-- BEGIN Passage shown --
The wait is over for Olympic glory, with Vietnam’s Hoang Xuan Vinh shooting to the top of the podium in Rio last month. Words by Harry Hodge
A Vietnamese shooting star has struck gold, literally and figuratively.
Hoang Xuan Vinh, a 41-year-old serving army colonel who first learnt to shoot with an AK47 rifle, made national history in Rio when a near-perfect final shot in the men’s 10-metre air pistol clinched him gold, the first Olympic title for any Vietnamese athlete ever in any sport.
Vinh’s victory swept aside Brazil’s Felipe Almeida Wu and China’s Pang Wei into second and third respectively, something that was seized on by overjoyed Vietnamese fans.
He followed that up by winning silver behind South Korea’s Jin Jong-oh in the Olympic men’s 50-metre pistol event four days later, becoming the first Vietnamese athlete in history to win multiple Olympic medals, capping a huge week.
Vinh has won many medals in tournaments in the country and in the SEA Games as well as Asian and world events. But losing out on medals in the Asian Games in 2010 and 2014 and the London Olympics in 2012, where he was 0.1 points off the podium at one point, all made him a dark horse to grab a medal in Rio.
-- END Passage shown --
-- BEGIN Data supplied --
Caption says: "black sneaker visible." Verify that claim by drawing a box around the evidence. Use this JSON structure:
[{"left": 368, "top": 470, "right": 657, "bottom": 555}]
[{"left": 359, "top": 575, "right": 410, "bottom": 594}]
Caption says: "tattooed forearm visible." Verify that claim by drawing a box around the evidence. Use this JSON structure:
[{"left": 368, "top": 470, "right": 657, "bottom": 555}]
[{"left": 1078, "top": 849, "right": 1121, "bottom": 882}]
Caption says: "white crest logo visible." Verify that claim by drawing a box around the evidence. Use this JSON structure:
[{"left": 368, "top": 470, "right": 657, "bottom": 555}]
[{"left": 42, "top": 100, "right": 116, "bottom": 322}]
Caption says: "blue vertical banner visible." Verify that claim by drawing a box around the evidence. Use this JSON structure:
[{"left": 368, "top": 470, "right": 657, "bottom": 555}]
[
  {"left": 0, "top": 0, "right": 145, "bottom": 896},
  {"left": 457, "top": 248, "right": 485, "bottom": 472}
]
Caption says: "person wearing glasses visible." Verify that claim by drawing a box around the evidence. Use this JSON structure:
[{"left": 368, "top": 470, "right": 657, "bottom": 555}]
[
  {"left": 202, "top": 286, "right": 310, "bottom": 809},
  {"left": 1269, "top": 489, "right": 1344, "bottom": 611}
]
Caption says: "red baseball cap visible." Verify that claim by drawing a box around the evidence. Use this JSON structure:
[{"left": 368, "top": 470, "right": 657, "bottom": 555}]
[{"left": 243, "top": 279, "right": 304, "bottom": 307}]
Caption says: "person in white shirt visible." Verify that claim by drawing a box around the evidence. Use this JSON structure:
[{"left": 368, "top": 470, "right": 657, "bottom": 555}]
-- END Data supplied --
-- BEGIN Data supplied --
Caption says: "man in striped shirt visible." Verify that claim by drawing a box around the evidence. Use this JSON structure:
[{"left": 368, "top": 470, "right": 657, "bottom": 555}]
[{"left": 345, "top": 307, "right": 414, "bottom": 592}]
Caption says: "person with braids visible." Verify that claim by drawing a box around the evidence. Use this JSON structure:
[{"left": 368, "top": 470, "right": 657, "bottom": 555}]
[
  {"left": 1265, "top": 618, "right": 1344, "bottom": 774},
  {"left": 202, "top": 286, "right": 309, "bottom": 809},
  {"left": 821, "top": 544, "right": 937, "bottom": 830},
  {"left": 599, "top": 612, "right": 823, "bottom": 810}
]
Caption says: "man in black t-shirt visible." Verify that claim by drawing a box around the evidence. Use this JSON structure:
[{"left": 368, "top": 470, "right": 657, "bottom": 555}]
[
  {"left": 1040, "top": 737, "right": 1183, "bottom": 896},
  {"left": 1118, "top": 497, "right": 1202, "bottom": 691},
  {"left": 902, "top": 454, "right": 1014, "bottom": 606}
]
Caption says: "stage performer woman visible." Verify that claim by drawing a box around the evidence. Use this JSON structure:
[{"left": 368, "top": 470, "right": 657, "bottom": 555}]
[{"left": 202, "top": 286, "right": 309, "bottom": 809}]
-- END Data supplied --
## [Required work]
According to the article about Hoang Xuan Vinh's Olympic medals, who won the men's 50-metre pistol event in which Vinh took silver?

## [Exercise solution]
South Korea's Jin Jong-oh